-------- Exercise input

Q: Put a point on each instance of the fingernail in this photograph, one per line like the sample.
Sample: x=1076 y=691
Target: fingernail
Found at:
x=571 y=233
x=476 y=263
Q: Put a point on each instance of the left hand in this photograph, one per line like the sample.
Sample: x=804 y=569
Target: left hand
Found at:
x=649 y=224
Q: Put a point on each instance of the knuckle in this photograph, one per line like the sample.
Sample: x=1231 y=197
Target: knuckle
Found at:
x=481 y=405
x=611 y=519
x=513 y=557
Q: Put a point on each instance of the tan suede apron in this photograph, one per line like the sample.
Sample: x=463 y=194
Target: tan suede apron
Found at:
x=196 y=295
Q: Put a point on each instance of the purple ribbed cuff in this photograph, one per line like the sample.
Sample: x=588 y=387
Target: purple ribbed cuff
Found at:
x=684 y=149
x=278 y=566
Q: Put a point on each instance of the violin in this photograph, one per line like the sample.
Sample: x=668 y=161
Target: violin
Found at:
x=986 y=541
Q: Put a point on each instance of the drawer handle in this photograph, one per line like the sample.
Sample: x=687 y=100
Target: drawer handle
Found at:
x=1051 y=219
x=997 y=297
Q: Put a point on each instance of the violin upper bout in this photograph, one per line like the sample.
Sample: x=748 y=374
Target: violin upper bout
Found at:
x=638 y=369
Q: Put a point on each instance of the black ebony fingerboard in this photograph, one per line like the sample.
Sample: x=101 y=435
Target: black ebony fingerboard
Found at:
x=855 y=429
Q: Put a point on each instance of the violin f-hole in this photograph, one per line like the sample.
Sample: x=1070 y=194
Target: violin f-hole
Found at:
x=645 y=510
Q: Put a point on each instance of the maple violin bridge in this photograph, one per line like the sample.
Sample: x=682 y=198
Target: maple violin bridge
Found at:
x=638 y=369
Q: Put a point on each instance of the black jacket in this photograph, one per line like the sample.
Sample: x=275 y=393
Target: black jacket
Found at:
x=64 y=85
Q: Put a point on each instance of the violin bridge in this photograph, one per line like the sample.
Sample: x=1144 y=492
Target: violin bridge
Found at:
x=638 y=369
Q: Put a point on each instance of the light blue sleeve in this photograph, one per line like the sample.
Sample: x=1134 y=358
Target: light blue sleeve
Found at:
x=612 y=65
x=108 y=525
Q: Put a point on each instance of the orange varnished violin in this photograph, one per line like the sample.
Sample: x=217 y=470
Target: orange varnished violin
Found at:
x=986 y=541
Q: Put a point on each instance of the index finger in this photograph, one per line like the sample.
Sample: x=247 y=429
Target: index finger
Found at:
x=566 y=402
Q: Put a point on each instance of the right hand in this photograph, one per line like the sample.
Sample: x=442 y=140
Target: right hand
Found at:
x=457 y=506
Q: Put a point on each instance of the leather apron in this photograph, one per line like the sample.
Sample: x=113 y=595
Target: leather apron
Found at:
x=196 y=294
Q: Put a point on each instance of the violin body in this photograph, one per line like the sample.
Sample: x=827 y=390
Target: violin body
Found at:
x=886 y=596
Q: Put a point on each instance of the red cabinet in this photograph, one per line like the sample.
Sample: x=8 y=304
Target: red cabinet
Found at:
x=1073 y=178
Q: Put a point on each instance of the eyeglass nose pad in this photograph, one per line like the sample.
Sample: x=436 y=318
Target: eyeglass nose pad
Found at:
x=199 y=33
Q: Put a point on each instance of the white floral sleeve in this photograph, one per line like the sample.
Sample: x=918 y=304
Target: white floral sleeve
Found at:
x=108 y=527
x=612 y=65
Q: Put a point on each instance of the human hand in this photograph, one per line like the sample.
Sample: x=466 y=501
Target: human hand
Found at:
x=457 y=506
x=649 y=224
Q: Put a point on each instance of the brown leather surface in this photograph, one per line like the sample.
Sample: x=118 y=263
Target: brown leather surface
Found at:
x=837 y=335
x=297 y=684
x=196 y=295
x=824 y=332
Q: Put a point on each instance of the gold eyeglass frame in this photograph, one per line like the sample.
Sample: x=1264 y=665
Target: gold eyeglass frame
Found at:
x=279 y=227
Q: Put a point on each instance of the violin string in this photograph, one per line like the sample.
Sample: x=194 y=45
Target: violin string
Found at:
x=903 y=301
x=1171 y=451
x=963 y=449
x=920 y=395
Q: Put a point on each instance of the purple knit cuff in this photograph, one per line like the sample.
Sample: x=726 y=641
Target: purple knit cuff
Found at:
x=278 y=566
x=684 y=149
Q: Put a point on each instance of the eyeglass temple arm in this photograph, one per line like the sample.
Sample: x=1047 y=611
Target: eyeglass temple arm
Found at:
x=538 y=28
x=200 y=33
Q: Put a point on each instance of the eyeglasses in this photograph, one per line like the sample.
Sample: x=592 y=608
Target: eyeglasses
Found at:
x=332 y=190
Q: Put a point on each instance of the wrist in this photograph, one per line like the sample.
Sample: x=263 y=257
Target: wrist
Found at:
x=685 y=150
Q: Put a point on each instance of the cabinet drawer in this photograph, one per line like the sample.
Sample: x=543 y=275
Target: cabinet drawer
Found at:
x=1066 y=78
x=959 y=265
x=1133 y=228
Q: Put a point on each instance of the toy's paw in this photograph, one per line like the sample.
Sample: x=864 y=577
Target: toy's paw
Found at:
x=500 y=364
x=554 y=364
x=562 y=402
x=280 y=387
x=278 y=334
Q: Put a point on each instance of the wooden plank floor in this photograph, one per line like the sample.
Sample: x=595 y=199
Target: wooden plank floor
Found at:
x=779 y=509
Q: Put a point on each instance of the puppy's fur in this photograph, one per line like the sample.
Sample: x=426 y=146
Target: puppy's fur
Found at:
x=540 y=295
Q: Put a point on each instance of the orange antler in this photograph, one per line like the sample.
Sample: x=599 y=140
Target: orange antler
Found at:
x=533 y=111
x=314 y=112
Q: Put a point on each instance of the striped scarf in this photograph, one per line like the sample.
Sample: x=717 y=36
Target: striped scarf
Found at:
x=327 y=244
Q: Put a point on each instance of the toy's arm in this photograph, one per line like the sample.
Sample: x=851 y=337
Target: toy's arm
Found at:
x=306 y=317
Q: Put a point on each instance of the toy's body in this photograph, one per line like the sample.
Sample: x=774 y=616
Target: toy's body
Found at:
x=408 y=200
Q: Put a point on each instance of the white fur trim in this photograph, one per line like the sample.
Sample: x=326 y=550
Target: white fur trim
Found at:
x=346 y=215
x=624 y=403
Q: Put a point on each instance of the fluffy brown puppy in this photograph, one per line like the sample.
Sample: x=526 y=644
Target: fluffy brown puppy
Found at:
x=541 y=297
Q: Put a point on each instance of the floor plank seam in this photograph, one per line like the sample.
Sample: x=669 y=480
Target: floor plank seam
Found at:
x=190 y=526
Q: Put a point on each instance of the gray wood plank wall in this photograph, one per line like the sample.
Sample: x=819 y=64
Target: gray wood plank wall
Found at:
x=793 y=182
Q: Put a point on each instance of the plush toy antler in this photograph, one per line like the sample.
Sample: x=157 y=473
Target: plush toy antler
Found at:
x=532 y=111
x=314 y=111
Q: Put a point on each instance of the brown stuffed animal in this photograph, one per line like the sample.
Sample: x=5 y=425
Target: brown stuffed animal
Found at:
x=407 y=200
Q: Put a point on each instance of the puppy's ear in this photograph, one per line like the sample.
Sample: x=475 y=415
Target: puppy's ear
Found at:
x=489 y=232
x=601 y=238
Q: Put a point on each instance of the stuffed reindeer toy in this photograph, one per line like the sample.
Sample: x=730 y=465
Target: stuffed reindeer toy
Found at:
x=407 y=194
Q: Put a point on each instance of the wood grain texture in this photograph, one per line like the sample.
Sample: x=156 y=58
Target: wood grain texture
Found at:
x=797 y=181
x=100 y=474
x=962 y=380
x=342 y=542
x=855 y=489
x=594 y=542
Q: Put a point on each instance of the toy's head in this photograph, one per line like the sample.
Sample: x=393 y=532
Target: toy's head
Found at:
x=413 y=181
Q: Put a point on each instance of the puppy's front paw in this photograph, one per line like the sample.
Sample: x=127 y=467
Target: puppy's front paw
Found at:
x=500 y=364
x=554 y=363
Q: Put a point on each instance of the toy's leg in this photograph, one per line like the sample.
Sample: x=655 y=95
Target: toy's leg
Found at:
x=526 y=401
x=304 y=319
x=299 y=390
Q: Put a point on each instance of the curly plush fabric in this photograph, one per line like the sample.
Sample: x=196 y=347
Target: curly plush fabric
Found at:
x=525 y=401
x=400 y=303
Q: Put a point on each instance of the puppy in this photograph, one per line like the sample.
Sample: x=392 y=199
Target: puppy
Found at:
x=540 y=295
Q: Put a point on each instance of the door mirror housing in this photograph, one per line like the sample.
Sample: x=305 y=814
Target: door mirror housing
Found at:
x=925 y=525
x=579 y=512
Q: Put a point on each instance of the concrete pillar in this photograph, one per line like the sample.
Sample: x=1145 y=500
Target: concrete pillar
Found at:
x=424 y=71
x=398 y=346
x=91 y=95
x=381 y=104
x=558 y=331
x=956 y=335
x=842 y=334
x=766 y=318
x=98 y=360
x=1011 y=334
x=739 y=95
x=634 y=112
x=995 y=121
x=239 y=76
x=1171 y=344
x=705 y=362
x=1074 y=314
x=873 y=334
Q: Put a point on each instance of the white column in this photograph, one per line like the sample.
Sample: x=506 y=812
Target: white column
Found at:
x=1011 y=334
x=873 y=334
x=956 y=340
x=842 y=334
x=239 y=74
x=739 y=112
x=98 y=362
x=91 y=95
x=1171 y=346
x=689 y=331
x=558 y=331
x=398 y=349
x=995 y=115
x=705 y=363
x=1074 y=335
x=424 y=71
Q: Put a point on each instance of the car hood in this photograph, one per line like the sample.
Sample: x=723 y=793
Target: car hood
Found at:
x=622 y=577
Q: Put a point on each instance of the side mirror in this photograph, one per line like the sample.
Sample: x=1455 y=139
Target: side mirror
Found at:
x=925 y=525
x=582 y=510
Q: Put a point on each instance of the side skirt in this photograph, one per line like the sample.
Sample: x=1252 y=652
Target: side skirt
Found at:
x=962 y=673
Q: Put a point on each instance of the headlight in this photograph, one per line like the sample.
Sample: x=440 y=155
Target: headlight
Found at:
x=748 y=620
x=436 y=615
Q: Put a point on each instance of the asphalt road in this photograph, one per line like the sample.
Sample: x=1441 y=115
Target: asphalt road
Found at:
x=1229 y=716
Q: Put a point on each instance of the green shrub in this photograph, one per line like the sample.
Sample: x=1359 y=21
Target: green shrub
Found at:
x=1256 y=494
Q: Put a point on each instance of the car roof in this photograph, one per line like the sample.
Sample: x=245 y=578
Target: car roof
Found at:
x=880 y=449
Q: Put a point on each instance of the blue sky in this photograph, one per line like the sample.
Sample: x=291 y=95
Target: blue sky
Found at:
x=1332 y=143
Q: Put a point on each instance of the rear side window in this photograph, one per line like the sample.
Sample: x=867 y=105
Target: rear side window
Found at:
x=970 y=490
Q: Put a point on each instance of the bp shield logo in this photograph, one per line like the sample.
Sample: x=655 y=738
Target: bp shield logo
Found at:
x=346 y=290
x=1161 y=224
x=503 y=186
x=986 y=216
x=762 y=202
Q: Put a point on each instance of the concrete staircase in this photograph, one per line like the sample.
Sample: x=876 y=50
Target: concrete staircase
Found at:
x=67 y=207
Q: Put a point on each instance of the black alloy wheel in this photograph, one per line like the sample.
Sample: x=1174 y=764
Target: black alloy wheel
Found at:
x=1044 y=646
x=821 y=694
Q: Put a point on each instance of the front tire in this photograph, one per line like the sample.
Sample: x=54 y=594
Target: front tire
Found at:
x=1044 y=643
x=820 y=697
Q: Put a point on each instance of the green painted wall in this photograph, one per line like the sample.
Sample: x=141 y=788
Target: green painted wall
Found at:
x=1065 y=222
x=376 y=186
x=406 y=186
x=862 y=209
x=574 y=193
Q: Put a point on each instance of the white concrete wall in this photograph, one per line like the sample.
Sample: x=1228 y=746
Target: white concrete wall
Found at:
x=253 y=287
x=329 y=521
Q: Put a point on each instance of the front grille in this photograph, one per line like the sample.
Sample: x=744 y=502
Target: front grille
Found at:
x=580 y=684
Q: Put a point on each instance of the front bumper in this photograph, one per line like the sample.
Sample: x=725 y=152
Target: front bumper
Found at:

----------------

What you will do:
Everything from the line containing "Q: Put a point on each instance of the blue" to the end of the data above should be quoted exactly, please, both ends included, and nothing outside that span.

Worked answer:
Q: Put a point on each instance of the blue sky in this photograph, one per line like the sample.
Sample: x=291 y=95
Target: blue sky
Found at:
x=1332 y=143
Q: Put a point on each instance of the rear side window in this photograph, one per line like the sample.
Sample: x=867 y=105
Target: rear side window
Found at:
x=970 y=490
Q: Put a point on each instance of the bp shield logo in this photograph, one per line like the sample.
Sample: x=655 y=738
Target: bp shield logo
Found at:
x=346 y=290
x=1161 y=224
x=503 y=186
x=986 y=216
x=762 y=202
Q: Put a point on each instance of the concrete staircase in this photograph, one per line like the sample.
Sample: x=876 y=50
Target: concrete staircase
Found at:
x=67 y=207
Q: Put a point on each instance of the black alloy wheel in this photograph, one per line like the sample.
Sample: x=1174 y=764
Target: black alloy wheel
Found at:
x=1044 y=646
x=821 y=694
Q: Put a point on each instance of the front tire in this photograph, one per line like the sample.
Sample: x=54 y=594
Target: front tire
Found at:
x=1044 y=643
x=820 y=697
Q: Put a point on each instance of the green painted wall in this photograph, one per line like the sample.
Sample: x=141 y=788
Target: green painted wall
Found at:
x=1065 y=222
x=376 y=186
x=406 y=186
x=862 y=209
x=574 y=193
Q: Put a point on each instance of the white concrete wall in this photograph, one per line like the sample.
Sample: x=1228 y=746
Target: white concrete wall
Found at:
x=253 y=287
x=329 y=521
Q: Put a point on each instance of the front grille in this photograph, one per line like the sample.
Sample: x=744 y=502
Target: front grille
Found at:
x=580 y=684
Q: Put a point on each instance of the front bumper in this photograph, one per line like the sample.
Sample: x=725 y=152
Target: front bumper
Found at:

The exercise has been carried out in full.